- WRITTEN PROBLEM: Edit the items below, replacing every instance of "pixel coordinates" with "image coordinates" and leaving all other text unchanged.

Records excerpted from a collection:
────────

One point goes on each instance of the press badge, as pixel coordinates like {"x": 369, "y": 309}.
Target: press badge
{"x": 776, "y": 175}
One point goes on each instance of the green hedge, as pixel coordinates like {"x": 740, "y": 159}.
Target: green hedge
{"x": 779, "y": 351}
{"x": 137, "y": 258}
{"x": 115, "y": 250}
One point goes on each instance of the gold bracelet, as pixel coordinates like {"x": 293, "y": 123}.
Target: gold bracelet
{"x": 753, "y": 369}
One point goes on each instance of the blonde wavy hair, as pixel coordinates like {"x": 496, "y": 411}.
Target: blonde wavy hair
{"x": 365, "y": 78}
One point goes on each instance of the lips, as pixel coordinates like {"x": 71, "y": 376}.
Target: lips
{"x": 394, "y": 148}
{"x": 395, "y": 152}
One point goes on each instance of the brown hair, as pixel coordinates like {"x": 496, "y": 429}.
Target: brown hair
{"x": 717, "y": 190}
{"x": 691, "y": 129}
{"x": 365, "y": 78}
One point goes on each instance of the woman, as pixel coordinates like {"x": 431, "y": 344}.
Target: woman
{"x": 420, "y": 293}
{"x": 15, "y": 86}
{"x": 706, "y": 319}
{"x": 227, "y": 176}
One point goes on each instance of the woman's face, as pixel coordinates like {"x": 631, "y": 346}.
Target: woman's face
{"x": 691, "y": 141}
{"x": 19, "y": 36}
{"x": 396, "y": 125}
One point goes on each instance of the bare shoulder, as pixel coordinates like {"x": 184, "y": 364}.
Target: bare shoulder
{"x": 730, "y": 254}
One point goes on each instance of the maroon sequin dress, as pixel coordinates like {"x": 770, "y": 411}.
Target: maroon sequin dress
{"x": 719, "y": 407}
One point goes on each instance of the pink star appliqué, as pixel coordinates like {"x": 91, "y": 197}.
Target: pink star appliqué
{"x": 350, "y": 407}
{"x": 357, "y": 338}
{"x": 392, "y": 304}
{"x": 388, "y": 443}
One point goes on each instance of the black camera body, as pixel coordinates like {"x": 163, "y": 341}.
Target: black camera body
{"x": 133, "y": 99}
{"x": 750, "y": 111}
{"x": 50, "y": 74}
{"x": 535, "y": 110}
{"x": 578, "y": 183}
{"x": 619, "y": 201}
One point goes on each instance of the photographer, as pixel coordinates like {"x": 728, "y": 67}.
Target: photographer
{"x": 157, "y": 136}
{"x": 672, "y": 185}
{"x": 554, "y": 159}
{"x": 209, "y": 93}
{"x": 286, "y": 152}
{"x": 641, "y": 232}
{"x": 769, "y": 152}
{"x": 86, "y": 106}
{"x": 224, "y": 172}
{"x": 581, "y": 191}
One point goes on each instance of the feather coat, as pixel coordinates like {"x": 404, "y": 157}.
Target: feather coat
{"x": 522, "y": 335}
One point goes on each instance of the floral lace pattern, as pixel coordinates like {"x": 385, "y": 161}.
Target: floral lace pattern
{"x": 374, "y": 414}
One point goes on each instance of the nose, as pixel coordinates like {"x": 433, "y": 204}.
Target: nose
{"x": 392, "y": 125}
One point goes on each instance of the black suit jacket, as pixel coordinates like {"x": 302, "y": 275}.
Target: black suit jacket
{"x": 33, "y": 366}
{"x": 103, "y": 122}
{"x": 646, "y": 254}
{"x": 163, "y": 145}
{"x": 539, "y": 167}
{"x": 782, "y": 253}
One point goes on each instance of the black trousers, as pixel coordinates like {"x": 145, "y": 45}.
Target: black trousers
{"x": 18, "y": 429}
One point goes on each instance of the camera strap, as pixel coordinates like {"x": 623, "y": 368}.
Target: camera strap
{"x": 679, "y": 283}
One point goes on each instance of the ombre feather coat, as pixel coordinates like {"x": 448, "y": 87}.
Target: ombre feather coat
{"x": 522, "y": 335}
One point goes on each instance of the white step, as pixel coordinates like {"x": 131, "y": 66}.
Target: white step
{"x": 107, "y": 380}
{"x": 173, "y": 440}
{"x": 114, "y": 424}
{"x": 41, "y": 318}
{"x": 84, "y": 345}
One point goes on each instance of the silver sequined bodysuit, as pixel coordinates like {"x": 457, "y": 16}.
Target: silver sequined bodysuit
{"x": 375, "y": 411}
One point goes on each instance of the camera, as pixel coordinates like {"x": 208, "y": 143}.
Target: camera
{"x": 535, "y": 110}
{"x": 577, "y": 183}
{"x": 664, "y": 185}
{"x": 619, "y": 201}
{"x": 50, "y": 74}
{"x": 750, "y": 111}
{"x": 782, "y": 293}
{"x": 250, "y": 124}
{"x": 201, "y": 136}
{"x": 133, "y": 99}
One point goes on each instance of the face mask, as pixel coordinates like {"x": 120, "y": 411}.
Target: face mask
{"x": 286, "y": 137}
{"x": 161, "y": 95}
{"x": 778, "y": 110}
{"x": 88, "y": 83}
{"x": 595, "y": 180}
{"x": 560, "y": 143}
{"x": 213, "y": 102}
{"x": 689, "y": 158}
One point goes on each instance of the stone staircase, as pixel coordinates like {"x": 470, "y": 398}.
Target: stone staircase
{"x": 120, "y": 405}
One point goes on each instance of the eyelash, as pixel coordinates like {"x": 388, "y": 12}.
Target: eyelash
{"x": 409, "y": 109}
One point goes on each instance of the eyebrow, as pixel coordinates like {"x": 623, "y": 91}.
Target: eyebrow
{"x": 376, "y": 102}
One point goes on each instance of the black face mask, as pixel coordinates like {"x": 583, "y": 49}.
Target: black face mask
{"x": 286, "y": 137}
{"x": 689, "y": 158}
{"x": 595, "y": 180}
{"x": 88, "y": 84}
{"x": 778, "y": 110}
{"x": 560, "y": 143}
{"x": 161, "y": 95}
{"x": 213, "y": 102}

────────

- ANSWER TO THE PROBLEM:
One point goes on each instance of the press badge, as image coordinates like {"x": 369, "y": 309}.
Target: press badge
{"x": 776, "y": 175}
One point goes on each instance of the green hedge, as image coordinates like {"x": 740, "y": 159}.
Target: green hedge
{"x": 779, "y": 351}
{"x": 137, "y": 258}
{"x": 115, "y": 250}
One point goes on each instance of the gold bracelet, as image coordinates like {"x": 293, "y": 123}.
Target: gold bracelet
{"x": 753, "y": 369}
One point goes on each instance of the blonde wavy hair, as image coordinates like {"x": 496, "y": 411}.
Target: blonde wavy hair
{"x": 365, "y": 78}
One point goes on each instance of the lips, as image coordinates like {"x": 71, "y": 376}.
Target: lips
{"x": 394, "y": 148}
{"x": 395, "y": 152}
One point goes on each instance of the brown hair, as image coordinates like {"x": 496, "y": 429}.
Target: brown hair
{"x": 717, "y": 190}
{"x": 691, "y": 129}
{"x": 365, "y": 78}
One point goes on each instance of the woman, as image coordinates like {"x": 431, "y": 344}.
Target: woman
{"x": 420, "y": 293}
{"x": 15, "y": 86}
{"x": 706, "y": 319}
{"x": 227, "y": 176}
One point goes on each instance of the woman's face, as image coordinates like {"x": 631, "y": 346}.
Target: woman's face
{"x": 691, "y": 141}
{"x": 19, "y": 36}
{"x": 396, "y": 125}
One point goes on each instance of the bare shoulder, as image coordinates like {"x": 184, "y": 364}.
Target: bare shoulder
{"x": 730, "y": 254}
One point goes on each instance of the maroon sequin dress, as image coordinates like {"x": 770, "y": 411}.
Target: maroon sequin dress
{"x": 719, "y": 407}
One point goes on each instance of the pink star appliqué, as image coordinates like {"x": 91, "y": 197}.
Target: pink star appliqué
{"x": 350, "y": 407}
{"x": 357, "y": 338}
{"x": 392, "y": 304}
{"x": 388, "y": 443}
One point goes on each instance of the black camera body, as image coordinates like {"x": 163, "y": 341}.
Target: black camera body
{"x": 133, "y": 99}
{"x": 750, "y": 111}
{"x": 50, "y": 74}
{"x": 535, "y": 110}
{"x": 578, "y": 183}
{"x": 619, "y": 201}
One point goes on each instance of the photographer, as image coordinates like {"x": 728, "y": 67}.
Target: photographer
{"x": 157, "y": 136}
{"x": 672, "y": 185}
{"x": 554, "y": 159}
{"x": 209, "y": 93}
{"x": 286, "y": 152}
{"x": 641, "y": 232}
{"x": 769, "y": 152}
{"x": 86, "y": 106}
{"x": 224, "y": 172}
{"x": 581, "y": 191}
One point goes on each instance of the feather coat, as image coordinates like {"x": 404, "y": 157}.
Target: feather coat
{"x": 522, "y": 335}
One point goes on each instance of the floral lace pattern, as image coordinates like {"x": 385, "y": 161}.
Target: floral lace pattern
{"x": 374, "y": 414}
One point goes on each instance of the nose, as image coordinates like {"x": 433, "y": 204}.
Target: nose
{"x": 392, "y": 125}
One point goes on each instance of the black suit jacket, as image coordinates like {"x": 302, "y": 275}.
Target: black suit jacket
{"x": 33, "y": 366}
{"x": 103, "y": 122}
{"x": 646, "y": 254}
{"x": 163, "y": 145}
{"x": 539, "y": 167}
{"x": 782, "y": 253}
One point goes on each instance of the black trousers, as image coordinates like {"x": 145, "y": 45}.
Target: black trousers
{"x": 18, "y": 429}
One point goes on each instance of the camera strap, as image coordinates like {"x": 623, "y": 368}.
Target: camera strap
{"x": 679, "y": 283}
One point goes on each instance of the ombre feather coat, as image coordinates like {"x": 448, "y": 87}.
Target: ombre feather coat
{"x": 522, "y": 335}
One point goes on each instance of the white step, as image coordinates like {"x": 131, "y": 66}.
Target: white step
{"x": 107, "y": 380}
{"x": 173, "y": 440}
{"x": 114, "y": 424}
{"x": 41, "y": 318}
{"x": 84, "y": 345}
One point goes on each instance of the silver sequined bodysuit, as image coordinates like {"x": 457, "y": 16}.
Target: silver sequined bodysuit
{"x": 375, "y": 411}
One point goes on each instance of the camera, as image coordinates like {"x": 208, "y": 143}.
Target: camera
{"x": 535, "y": 110}
{"x": 577, "y": 183}
{"x": 664, "y": 185}
{"x": 619, "y": 201}
{"x": 50, "y": 74}
{"x": 750, "y": 111}
{"x": 782, "y": 293}
{"x": 250, "y": 124}
{"x": 201, "y": 136}
{"x": 133, "y": 99}
One point goes on each instance of the face mask, as image coordinates like {"x": 120, "y": 411}.
Target: face mask
{"x": 286, "y": 137}
{"x": 161, "y": 95}
{"x": 778, "y": 110}
{"x": 88, "y": 83}
{"x": 595, "y": 180}
{"x": 560, "y": 143}
{"x": 213, "y": 102}
{"x": 689, "y": 158}
One point goes on each instance of the stone staircase, as image coordinates like {"x": 470, "y": 398}.
Target: stone staircase
{"x": 120, "y": 405}
One point goes on each instance of the eyelash, as image coordinates like {"x": 388, "y": 12}.
Target: eyelash
{"x": 409, "y": 109}
One point goes on each instance of the eyebrow, as image coordinates like {"x": 623, "y": 91}.
Target: eyebrow
{"x": 376, "y": 102}
One point goes on each instance of the black face mask, as image coordinates like {"x": 583, "y": 49}.
Target: black face mask
{"x": 286, "y": 137}
{"x": 689, "y": 158}
{"x": 595, "y": 180}
{"x": 88, "y": 84}
{"x": 778, "y": 110}
{"x": 560, "y": 143}
{"x": 161, "y": 95}
{"x": 213, "y": 102}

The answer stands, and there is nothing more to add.